§ **OBIETTIVO DEL COMPITO**
Conta in quante righe delle voci seguenti compare la parola "surface", distinguendo tra maiuscole e minuscole. Indica soltanto il numero.

---------- DATI FORNITI ----------

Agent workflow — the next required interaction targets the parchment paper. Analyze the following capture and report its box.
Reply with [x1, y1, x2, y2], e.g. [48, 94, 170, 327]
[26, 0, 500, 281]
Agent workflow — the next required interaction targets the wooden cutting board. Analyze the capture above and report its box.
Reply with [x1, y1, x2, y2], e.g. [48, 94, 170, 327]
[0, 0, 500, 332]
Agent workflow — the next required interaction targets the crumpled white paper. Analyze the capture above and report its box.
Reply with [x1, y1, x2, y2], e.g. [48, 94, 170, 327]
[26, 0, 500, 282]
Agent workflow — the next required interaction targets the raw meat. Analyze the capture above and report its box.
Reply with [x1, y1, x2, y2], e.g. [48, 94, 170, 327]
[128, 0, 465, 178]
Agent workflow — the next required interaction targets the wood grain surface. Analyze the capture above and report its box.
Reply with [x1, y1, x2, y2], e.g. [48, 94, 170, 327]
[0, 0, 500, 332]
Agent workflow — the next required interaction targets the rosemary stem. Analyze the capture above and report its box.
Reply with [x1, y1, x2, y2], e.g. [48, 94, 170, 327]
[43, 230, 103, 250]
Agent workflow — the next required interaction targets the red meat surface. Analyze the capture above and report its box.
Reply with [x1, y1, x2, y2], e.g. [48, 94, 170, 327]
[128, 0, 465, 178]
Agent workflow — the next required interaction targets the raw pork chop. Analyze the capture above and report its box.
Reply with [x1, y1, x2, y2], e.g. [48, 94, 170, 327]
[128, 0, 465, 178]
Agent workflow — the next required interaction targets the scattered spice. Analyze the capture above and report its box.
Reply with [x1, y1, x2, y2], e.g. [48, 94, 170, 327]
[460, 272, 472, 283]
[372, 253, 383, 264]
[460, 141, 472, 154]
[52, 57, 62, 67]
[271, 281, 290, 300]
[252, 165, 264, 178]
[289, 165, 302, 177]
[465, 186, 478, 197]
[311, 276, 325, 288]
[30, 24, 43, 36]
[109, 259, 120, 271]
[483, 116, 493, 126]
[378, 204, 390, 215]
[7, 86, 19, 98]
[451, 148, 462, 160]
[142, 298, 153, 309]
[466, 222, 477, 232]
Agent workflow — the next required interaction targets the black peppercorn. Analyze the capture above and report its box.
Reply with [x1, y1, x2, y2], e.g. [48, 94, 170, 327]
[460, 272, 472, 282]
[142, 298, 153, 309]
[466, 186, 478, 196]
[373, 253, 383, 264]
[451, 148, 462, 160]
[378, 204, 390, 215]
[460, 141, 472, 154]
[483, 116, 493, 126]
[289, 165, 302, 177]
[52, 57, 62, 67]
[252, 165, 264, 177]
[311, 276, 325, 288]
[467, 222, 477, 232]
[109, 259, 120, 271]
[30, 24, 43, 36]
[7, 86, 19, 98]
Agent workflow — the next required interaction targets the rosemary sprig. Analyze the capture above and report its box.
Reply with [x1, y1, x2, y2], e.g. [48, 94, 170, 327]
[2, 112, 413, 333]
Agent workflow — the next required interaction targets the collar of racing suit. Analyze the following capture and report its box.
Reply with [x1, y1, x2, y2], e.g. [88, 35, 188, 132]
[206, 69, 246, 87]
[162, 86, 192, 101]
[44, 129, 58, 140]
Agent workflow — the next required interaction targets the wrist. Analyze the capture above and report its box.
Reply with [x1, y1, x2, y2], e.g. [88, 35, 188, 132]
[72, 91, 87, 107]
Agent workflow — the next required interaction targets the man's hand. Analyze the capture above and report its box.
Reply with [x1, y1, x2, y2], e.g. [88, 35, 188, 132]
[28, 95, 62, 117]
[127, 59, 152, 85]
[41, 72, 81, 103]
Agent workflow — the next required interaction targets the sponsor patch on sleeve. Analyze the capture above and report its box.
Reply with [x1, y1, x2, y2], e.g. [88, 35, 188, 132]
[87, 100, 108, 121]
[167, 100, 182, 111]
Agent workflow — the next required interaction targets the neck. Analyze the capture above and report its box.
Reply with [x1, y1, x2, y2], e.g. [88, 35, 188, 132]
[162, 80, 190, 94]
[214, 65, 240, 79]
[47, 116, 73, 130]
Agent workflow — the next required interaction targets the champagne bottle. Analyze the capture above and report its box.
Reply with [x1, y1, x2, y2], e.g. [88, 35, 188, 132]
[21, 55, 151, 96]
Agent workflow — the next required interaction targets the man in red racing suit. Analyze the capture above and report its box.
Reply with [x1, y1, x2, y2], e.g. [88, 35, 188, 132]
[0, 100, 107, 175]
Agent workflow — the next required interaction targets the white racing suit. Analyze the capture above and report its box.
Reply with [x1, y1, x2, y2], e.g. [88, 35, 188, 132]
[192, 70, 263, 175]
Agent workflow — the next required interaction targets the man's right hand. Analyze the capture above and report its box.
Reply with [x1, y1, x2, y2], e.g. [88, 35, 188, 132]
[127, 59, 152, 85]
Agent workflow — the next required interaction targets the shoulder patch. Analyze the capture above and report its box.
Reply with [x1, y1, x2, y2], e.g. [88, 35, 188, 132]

----------

§ **RISULTATO DELL'ESERCIZIO**
2